■ DOCUMENT SEGMENT ■
Lloyd's Maritime and Commercial Law Quarterly
BOOK REVIEW - ICSID REPORTS VOLUME 1
ICSID REPORTS Volume 1. Edited by R. Rayfuse, LL.B. (Ont.), LL.M. (Cantab.). Grotius Publications Ltd, Cambridge (1993) xxiv and 642 pp., plus 57 pp. Appendices and 27 pp. Index. Hardback £150.
The 1965 ICSID Convention is one of the world’s most widely ratified treaties. Accession to it appears to have become one of the first priorities of newly independent States, which seem to regard membership of the ICSID system as a practical necessity if foreign investment is to be attracted. In recent years there has been an increase in recourse to ICSID tribunals—now commonly specified in concession agreements, investment codes and bilateral and multilateral investment treaties as available as of right to foreign investors in dispute with the host State. Since this first volume of ICSID Reports appeared in 1993, for example, cases have been initiated against Albania, Bangladesh, Burundi, Costa Rica, Ghana, Madagascar, Malaysia, St Kitts and Nevis, and Zaire. The awards of ICSID tribunals (on which some very distinguished international lawyers have sat) possess, however, an importance extending far beyond the area of foreign investment. They have dealt with a wide range of procedural and substantive issues of international law, and are both of interest and of importance to scholars and to practitioners before any international tribunals.

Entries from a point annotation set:
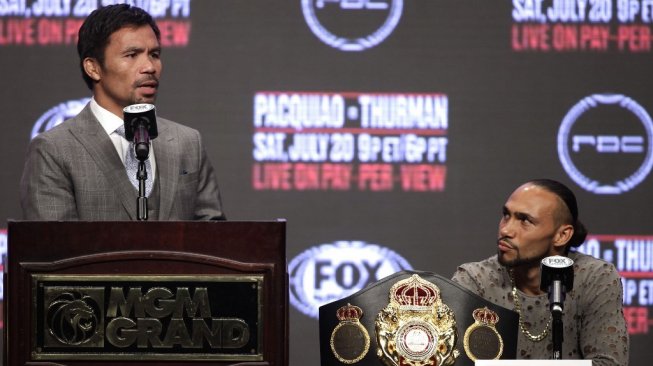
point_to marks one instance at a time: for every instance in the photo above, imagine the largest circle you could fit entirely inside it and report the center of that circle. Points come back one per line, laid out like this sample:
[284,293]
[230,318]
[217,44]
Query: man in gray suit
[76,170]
==
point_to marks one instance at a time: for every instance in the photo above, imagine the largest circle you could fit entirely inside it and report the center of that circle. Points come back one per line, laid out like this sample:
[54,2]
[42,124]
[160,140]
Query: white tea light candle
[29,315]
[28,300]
...
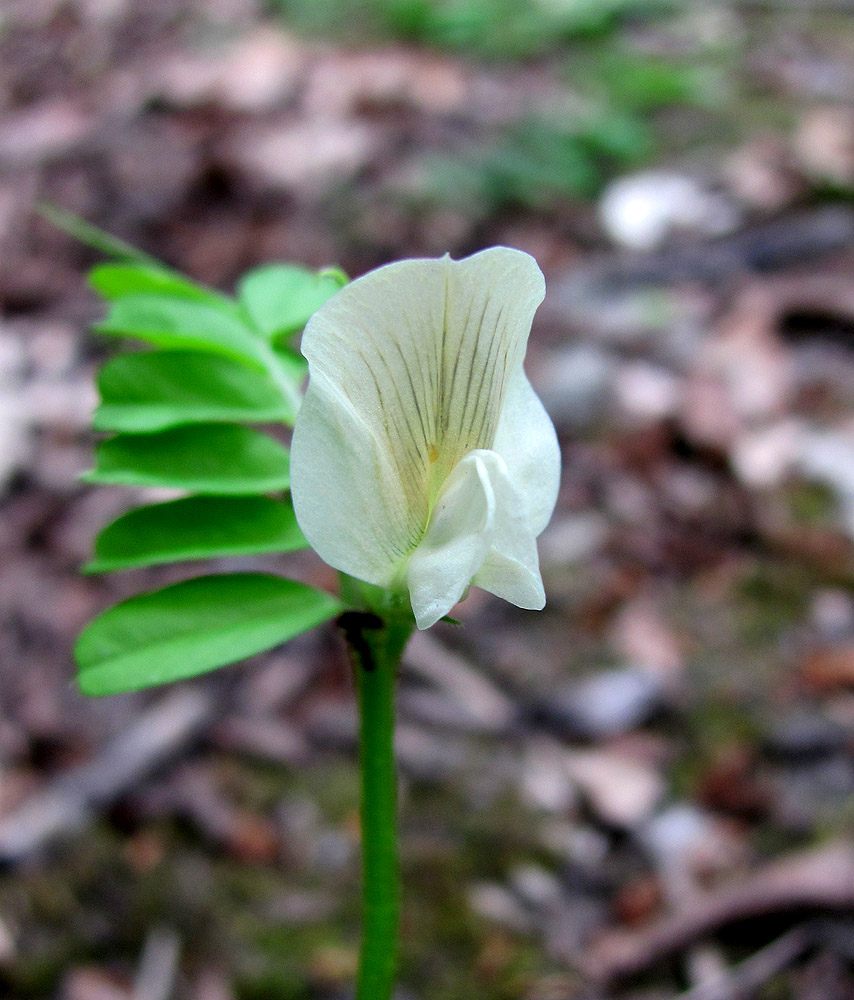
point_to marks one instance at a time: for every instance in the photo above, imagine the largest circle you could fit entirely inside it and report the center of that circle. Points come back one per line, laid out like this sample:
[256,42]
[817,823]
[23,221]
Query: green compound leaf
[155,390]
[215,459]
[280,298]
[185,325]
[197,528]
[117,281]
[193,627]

■ WHAT TO WORK ON ■
[1] Echo the stretch of the book review from "Lloyd's Maritime and" through "Index. Hardback £150.".
[2] List every kind of instrument that the book review says now commonly specifies ICSID tribunals as available to foreign investors.

■ COMPLETE ANSWERS ■
[1]
Lloyd's Maritime and Commercial Law Quarterly
BOOK REVIEW - ICSID REPORTS VOLUME 1
ICSID REPORTS Volume 1. Edited by R. Rayfuse, LL.B. (Ont.), LL.M. (Cantab.). Grotius Publications Ltd, Cambridge (1993) xxiv and 642 pp., plus 57 pp. Appendices and 27 pp. Index. Hardback £150.

[2]
- Concession agreements
- Investment codes
- Bilateral investment treaties
- Multilateral investment treaties